■ Given instruction
Copy the lines below word for word, from the very first one through the line that contains "[(258, 137)]", and stop there.

■ Data for the task
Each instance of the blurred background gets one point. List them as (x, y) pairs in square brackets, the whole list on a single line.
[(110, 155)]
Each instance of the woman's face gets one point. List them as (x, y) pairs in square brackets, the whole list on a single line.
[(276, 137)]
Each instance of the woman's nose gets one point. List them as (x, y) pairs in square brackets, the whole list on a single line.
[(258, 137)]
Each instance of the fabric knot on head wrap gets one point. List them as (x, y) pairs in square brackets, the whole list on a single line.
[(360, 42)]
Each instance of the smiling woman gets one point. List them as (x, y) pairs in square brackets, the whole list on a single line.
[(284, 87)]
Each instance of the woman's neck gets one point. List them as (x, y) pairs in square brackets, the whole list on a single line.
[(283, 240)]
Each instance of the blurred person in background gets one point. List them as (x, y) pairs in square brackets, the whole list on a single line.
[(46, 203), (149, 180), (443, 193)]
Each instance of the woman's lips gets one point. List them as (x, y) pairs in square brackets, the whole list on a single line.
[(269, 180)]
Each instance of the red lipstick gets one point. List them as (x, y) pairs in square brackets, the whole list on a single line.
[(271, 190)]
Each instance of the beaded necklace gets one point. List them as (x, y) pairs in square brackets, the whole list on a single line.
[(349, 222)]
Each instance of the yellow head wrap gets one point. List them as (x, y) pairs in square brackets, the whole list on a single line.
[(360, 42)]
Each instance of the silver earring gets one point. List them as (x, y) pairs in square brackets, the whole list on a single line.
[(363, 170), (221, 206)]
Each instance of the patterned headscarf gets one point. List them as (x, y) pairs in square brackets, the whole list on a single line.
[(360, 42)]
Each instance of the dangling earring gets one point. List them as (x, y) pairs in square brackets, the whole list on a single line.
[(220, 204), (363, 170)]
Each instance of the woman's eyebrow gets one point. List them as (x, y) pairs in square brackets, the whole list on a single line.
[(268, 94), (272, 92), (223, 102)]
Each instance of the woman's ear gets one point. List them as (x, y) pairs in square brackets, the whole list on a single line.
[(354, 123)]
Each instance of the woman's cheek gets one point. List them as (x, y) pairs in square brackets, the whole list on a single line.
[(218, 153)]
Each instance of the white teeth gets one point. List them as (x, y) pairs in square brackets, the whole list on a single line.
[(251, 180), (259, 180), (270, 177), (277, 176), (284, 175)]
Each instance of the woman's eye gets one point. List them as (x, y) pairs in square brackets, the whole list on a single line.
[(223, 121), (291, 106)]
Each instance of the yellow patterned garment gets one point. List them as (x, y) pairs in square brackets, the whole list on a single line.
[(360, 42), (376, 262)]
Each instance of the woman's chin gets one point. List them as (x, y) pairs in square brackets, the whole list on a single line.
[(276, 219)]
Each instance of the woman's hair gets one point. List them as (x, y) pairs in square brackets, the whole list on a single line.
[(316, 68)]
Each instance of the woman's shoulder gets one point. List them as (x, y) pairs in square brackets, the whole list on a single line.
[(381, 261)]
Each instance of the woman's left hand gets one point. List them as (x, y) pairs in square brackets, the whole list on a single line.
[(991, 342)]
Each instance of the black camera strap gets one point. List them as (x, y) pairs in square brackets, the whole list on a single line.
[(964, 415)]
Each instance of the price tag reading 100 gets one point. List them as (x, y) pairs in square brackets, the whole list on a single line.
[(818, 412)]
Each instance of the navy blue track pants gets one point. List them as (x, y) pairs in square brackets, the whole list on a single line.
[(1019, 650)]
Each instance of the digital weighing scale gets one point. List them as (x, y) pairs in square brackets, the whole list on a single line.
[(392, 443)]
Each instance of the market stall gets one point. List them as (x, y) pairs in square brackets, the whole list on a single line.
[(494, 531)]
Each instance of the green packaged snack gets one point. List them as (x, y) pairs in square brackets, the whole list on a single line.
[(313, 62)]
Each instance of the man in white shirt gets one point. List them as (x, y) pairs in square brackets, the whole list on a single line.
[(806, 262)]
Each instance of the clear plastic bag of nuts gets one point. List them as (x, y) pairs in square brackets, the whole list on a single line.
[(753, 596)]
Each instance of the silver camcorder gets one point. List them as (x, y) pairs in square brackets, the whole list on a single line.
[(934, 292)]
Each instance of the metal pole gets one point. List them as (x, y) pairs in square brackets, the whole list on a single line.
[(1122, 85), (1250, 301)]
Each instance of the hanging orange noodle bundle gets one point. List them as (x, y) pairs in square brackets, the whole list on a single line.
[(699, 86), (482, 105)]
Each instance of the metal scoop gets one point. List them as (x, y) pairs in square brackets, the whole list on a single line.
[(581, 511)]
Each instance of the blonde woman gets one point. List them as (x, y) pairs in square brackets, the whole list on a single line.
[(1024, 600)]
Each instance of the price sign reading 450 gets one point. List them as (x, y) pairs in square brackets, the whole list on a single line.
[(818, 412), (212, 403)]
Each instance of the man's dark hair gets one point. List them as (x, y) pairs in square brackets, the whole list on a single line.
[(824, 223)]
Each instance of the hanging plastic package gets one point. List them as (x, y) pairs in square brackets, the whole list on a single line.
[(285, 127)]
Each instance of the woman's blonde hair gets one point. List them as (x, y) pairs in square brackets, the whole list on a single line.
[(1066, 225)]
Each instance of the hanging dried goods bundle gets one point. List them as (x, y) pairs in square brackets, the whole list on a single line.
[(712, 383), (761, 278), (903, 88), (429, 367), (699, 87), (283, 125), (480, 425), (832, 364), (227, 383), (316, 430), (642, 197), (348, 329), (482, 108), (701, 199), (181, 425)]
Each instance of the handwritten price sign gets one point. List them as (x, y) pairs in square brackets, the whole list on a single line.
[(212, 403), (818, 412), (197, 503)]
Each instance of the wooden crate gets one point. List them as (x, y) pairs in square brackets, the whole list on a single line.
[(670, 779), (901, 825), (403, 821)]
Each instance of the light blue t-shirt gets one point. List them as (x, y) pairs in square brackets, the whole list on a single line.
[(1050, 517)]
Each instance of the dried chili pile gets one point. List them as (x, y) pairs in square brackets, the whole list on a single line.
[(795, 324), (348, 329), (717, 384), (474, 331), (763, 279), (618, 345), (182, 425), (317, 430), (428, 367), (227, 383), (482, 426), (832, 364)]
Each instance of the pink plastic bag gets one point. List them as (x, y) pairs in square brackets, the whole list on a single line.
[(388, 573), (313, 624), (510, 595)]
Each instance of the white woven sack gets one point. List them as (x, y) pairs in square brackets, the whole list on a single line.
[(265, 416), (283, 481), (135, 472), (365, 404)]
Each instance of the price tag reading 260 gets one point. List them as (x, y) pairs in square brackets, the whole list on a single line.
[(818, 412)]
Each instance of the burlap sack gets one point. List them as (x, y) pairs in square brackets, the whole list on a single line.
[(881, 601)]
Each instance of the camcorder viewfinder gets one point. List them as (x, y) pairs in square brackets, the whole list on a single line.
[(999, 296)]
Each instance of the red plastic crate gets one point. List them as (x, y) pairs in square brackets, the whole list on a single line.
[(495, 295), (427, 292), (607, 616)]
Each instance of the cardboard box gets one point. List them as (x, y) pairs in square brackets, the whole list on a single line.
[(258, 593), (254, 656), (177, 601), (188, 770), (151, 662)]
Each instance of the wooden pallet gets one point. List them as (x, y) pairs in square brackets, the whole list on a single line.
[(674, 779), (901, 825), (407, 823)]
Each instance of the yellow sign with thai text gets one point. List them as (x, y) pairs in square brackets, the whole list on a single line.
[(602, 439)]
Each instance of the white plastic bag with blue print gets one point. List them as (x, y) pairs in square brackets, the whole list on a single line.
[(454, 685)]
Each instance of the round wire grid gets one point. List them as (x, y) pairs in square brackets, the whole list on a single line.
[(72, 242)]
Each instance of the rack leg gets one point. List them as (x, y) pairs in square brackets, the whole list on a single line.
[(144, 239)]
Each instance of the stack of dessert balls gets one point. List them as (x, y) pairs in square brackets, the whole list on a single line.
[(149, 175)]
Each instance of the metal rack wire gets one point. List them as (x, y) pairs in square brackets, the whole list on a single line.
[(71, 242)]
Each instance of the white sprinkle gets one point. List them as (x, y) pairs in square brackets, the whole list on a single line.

■ Written solution
Each instance of the blurred background gets one point. List them as (x, y) pairs in square brackets, the whole list on a single line.
[(110, 155)]
Each instance of the woman's face gets one point. List them as (x, y) pairs in square brackets, the whole list on a single line.
[(276, 137)]
Each instance of the woman's nose gets one point. List them as (x, y) pairs in square brackets, the whole list on a single line.
[(258, 137)]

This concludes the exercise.